======== READING TEXT ========

Our Favourite Pirates From Video Games

For the northern hemisphere, today is Talk Like A Pirate Day. And given that pirates and their marauding way of life has been a rich source of entertainment and for the gaming industry over the last few decades, it seems only right to reflect. So I asked around: who was your favourite pirate, or pirates, from the world of video games? Here’s what everyone had to say.


Campbell Simpson, Gizmodo Australia editor

My favourite video game pirate doesn’t have a name, because it’s the player character in Sid Meier’s Pirates! — the 2004 re-release for PC was the first one I played. Being a pirate in Pirates! was awesome — you could zip around the Caribbean and battle rival nations and seize cargo vessels and take on enemies three times your size, and win if you were gutsy enough. You could even dance with the Governor’s daughter. Or like a dozen different Governor’s daughters, if that was your speed.

======== LISTED ENTRIES ========

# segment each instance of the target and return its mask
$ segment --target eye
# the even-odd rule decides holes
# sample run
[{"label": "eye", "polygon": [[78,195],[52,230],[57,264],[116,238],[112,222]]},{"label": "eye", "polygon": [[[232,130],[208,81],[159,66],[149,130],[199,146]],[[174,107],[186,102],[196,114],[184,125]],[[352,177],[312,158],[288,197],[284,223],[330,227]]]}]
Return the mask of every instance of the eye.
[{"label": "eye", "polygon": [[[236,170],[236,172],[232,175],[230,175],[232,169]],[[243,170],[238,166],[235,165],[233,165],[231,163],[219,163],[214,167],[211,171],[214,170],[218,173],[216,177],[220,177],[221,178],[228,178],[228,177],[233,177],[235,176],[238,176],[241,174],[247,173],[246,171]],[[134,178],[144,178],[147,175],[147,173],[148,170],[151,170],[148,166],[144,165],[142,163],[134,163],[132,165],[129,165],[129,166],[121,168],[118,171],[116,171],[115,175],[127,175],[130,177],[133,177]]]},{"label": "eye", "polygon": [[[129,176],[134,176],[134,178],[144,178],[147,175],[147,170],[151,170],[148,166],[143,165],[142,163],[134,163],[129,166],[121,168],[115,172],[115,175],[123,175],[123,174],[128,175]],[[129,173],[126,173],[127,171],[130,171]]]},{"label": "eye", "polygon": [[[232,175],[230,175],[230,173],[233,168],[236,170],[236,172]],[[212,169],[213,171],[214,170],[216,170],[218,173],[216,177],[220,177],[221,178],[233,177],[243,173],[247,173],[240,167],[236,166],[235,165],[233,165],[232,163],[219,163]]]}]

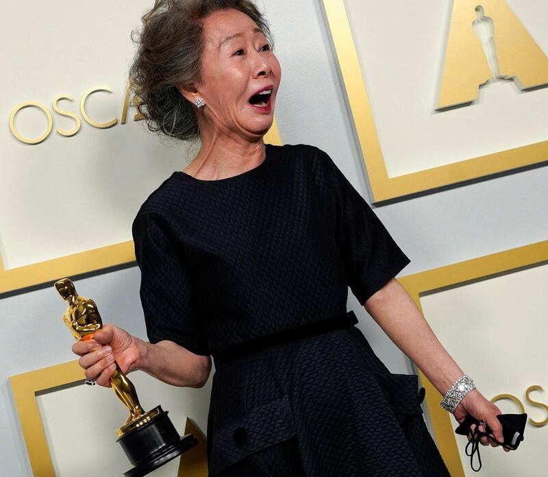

========

[STATED GOAL]
Retype the full text about favorite video game pirates word for word. This material was drawn from a separate source.

[EXPECTED OUTPUT]
Our Favourite Pirates From Video Games

For the northern hemisphere, today is Talk Like A Pirate Day. And given that pirates and their marauding way of life has been a rich source of entertainment and for the gaming industry over the last few decades, it seems only right to reflect. So I asked around: who was your favourite pirate, or pirates, from the world of video games? Here’s what everyone had to say.


Campbell Simpson, Gizmodo Australia editor

My favourite video game pirate doesn’t have a name, because it’s the player character in Sid Meier’s Pirates! — the 2004 re-release for PC was the first one I played. Being a pirate in Pirates! was awesome — you could zip around the Caribbean and battle rival nations and seize cargo vessels and take on enemies three times your size, and win if you were gutsy enough. You could even dance with the Governor’s daughter. Or like a dozen different Governor’s daughters, if that was your speed.